### [TEXT SECTION]
----------

Ninety-one percent of California beaches received high marks for water quality this summer but Los Angeles County beaches continue to face troubling water quality during the high-traffic summer season, according to Heal the Bay’s 2008 End of Summer Beach Report Card and four local beaches got D or F grades.

The Santa-Monica based environmental group assigns an A to F letter grade to beaches along the California coast every summer, based on levels of bacterial pollution reported from Memorial Day weekend through Labor Day weekend.

The Beach Report Card is based on the routine monitoring of beaches from Humboldt County to the Mexican border by local health agencies and dischargers. Water samples are analyzed for bacteria that indicate pollution from various sources. The better the grade a beach receives, the lower the risk of illness to ocean users.

Some 91 percent of the 514 beaches tracked statewide by Heal the Bay received A or B grades this summer, an indication of excellent or very good water quality. Those marks are essentially even with last summer, when 92 percent of sites received good grades.

In Los Angeles County, the state’s most populated region, nearly one out of five beaches tracked received F grades — 21 out of 109 sites monitored this summer, according to the report card.

Water quality dropped at Santa Monica Bay beaches this summer as well, with 86 percent of 63 monitored beaches receiving A or B grades, compared to 93 percent last year. Among the Santa Monica Bay beaches receiving D or F grades this summer are Venice Beach at Topsail Street on the Marina Peninsula, Dockweiler State Beach at Ballona Creek in Playa del Rey and Santa Monica beaches at the Santa Monica Pier and at Wilshire Boulevard.

Malibu’s Surfrider Beach, Paradise Cove, Solstice Canyon at Dan Blocker Beach and Marie Canyon at Puerco Beach were among other county beaches to receive D or F marks in the report.

If Los Angeles County beaches are removed from the grading curve, state water quality marks improve dramatically, Heal the Bay officials note. Nearly 97 percent of the 405 beaches outside the county earned A and B grades, with only six locations receiving failing grades.

A second summer of drought this year contributed to positive results statewide because the dry conditions limited the amount of urban runoff, the biggest source of ocean pollution, according to Heal the Bay. Infrastructure enhancements, funded by the state’s $100 million Clean Beach Initiative, have also led to improved marks at dozens of chronically dirty beaches.

But Heal the Bay officials noted that ocean users are now facing increased health risks after ongoing funding for Assembly Bill (AB) 411 implementation was removed in a line item veto in the recently-approved state budget.

For ten years, beachgoers have been protected by AB 411, a state law that created public-health bacteria standards and monitoring requirements for ocean water quality at California’s public beaches during the high-traffic summer season, officials said.

Water quality monitoring in the state’s 15 coastal counties stands to be eliminated or severely curtailed because of the nearly $1 million cutback, said Mark Gold, Heal the Bay president.

----------

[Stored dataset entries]
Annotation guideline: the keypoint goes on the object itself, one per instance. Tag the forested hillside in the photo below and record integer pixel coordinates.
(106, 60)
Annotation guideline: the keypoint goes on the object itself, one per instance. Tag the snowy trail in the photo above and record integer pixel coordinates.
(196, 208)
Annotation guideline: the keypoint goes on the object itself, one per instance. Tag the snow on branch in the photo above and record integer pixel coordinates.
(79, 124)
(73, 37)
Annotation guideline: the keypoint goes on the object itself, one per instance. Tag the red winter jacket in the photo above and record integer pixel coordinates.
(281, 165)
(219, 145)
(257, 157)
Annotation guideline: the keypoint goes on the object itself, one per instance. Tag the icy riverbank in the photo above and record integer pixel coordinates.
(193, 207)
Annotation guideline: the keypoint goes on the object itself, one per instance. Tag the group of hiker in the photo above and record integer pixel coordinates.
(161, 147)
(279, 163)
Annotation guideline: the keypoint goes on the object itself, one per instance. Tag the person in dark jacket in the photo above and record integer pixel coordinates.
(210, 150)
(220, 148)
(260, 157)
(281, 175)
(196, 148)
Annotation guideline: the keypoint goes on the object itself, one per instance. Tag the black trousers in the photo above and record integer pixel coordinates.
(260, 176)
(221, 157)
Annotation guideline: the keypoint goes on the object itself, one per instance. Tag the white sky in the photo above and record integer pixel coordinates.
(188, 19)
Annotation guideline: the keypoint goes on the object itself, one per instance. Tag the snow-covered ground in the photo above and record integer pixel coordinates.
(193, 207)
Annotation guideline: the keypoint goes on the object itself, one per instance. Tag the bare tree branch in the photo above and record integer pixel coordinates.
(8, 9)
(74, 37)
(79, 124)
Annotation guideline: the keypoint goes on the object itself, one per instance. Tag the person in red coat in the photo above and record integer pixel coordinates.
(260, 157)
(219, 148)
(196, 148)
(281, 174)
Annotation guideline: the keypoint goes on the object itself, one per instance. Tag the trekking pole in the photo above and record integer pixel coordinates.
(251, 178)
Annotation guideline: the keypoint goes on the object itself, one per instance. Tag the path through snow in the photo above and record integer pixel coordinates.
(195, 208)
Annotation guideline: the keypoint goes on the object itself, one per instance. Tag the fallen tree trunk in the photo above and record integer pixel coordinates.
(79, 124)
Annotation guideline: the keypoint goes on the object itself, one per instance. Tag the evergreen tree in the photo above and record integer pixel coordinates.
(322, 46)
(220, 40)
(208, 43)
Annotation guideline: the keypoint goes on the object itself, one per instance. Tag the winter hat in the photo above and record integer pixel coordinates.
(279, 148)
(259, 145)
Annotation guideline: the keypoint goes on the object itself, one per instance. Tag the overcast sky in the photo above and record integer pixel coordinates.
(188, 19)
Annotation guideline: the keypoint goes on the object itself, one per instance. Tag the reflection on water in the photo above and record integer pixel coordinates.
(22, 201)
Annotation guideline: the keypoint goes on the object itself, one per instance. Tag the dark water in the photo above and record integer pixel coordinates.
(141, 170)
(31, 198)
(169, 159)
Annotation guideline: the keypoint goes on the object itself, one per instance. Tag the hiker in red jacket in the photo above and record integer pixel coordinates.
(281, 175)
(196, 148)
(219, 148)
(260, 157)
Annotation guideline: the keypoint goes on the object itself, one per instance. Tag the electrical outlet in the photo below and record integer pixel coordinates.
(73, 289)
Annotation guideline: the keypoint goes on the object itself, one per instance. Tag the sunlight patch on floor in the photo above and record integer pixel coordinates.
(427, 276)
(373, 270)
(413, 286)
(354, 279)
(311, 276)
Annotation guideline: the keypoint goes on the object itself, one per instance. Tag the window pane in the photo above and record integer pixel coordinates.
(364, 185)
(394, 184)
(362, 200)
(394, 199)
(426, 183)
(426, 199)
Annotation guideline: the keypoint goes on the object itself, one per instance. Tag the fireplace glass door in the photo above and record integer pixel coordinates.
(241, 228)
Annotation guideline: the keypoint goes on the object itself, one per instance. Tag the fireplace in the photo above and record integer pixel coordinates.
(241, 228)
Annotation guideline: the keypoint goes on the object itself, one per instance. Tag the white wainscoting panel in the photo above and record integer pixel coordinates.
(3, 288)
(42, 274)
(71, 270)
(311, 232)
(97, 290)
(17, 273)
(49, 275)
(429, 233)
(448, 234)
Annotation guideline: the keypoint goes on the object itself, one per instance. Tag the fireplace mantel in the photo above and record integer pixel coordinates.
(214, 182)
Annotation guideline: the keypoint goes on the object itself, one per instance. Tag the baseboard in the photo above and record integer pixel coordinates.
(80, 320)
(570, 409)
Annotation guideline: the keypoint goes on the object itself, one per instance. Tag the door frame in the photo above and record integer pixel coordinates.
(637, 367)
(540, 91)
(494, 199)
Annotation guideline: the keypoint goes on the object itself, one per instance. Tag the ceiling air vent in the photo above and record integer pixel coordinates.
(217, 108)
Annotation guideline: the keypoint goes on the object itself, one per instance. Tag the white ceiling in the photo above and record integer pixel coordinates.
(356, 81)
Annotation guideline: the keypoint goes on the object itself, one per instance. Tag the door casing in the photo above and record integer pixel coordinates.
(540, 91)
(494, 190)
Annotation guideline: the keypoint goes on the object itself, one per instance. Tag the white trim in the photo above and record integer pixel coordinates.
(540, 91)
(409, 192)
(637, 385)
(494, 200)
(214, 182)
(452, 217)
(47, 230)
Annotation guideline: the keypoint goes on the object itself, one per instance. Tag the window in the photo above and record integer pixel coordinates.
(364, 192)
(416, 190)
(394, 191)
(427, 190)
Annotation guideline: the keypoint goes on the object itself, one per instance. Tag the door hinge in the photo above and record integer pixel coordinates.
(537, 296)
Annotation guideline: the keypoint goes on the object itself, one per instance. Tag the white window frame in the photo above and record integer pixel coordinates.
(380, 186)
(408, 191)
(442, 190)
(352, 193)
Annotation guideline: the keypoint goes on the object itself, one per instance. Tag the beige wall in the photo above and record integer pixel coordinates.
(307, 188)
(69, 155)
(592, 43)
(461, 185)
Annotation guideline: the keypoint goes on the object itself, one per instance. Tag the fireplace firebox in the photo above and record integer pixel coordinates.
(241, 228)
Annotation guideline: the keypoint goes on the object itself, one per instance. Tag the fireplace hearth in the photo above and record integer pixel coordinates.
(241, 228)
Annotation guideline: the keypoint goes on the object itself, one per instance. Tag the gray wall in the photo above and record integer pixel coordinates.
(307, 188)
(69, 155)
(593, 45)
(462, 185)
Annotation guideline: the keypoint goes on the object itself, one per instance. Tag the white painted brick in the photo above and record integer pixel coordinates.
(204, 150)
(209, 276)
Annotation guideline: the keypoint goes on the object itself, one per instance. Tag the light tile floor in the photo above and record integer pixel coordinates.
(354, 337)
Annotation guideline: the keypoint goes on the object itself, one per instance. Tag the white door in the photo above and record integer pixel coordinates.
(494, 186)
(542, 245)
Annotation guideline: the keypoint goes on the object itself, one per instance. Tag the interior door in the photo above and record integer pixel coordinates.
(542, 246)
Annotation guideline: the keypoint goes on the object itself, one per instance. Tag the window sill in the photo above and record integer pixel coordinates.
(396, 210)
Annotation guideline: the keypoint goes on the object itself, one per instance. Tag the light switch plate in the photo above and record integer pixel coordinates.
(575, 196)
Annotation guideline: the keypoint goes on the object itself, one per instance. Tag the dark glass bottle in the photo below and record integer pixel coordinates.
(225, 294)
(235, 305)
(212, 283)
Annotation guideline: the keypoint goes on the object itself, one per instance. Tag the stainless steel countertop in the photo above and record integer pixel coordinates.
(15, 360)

----------

### [PROBLEM SET]
**A.** Copy the beach report card article from "The Beach Report" down to "received good grades.", with "ocean users" replaced by "beachgoers".
**B.** According to the beach report card article, why did a second summer of drought help water quality results across the state?
**C.** In the beach report card article, how many beaches did Heal the Bay track statewide this summer?

### [ANSWERS PER TASK]
**A.**
The Beach Report Card is based on the routine monitoring of beaches from Humboldt County to the Mexican border by local health agencies and dischargers. Water samples are analyzed for bacteria that indicate pollution from various sources. The better the grade a beach receives, the lower the risk of illness to beachgoers.

Some 91 percent of the 514 beaches tracked statewide by Heal the Bay received A or B grades this summer, an indication of excellent or very good water quality. Those marks are essentially even with last summer, when 92 percent of sites received good grades.

**B.** The dry conditions limited the amount of urban runoff, which Heal the Bay calls the biggest source of ocean pollution.

**C.** 514 beaches.